Reproduce all the lines of the listing below, requests included, scaling each point coordinate in the results by 1.35 and rounding to whole numbers, with halves rounded up, while leaving the sample coordinates in the requests as they are. Leave the pictures out of your answer.

## BEGIN Raw records

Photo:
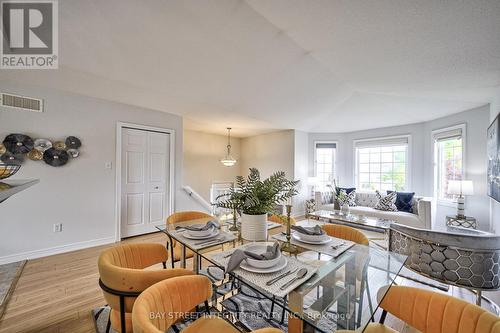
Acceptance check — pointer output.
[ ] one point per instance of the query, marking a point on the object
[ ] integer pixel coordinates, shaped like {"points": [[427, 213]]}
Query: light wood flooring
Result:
{"points": [[57, 293]]}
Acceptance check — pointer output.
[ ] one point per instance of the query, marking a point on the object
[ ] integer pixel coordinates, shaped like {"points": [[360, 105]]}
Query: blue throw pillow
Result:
{"points": [[346, 189], [404, 201]]}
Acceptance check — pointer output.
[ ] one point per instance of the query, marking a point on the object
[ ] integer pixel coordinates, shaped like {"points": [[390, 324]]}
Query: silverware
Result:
{"points": [[279, 277], [228, 255], [210, 241], [338, 245], [300, 274]]}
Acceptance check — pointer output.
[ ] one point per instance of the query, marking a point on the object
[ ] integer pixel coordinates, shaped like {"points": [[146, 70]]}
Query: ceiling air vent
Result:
{"points": [[21, 102]]}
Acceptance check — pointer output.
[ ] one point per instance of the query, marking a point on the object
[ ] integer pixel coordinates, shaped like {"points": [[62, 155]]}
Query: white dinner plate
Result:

## END Raw records

▶ [Task answer]
Photo:
Acceptance check — pointer output.
[ ] one point per instance of the query, marking a point on the object
[ ] integer pixel coordinates, shaped like {"points": [[427, 213]]}
Query: light wood flooring
Result:
{"points": [[77, 396]]}
Acceptance check — pointer output.
[ ] one point per instance of the query, marking a point on the object
[ ] integer pixel coordinates, shaped like {"points": [[360, 105]]}
Query: blue throw pillow
Result:
{"points": [[467, 255], [545, 271]]}
Acceptance check — pointer output.
[ ] one point per instance of the query, marking a point on the object
[ ] integer pixel coordinates, shaped like {"points": [[390, 324]]}
Query: silverware
Result:
{"points": [[377, 374], [308, 344], [284, 325], [456, 331], [405, 370]]}
Acceptance check — pointer output.
[ ] one point per instance of the query, marking a point on the object
[ ] integer pixel coordinates, shaped like {"points": [[146, 70]]}
Query: ceiling air vent
Result:
{"points": [[28, 138]]}
Acceptance check — pointer output.
[ ] one point per instance of the query, marking a point on the object
[ ] integer pixel coordinates, shaped like {"points": [[62, 155]]}
Query: white dinner plate
Result:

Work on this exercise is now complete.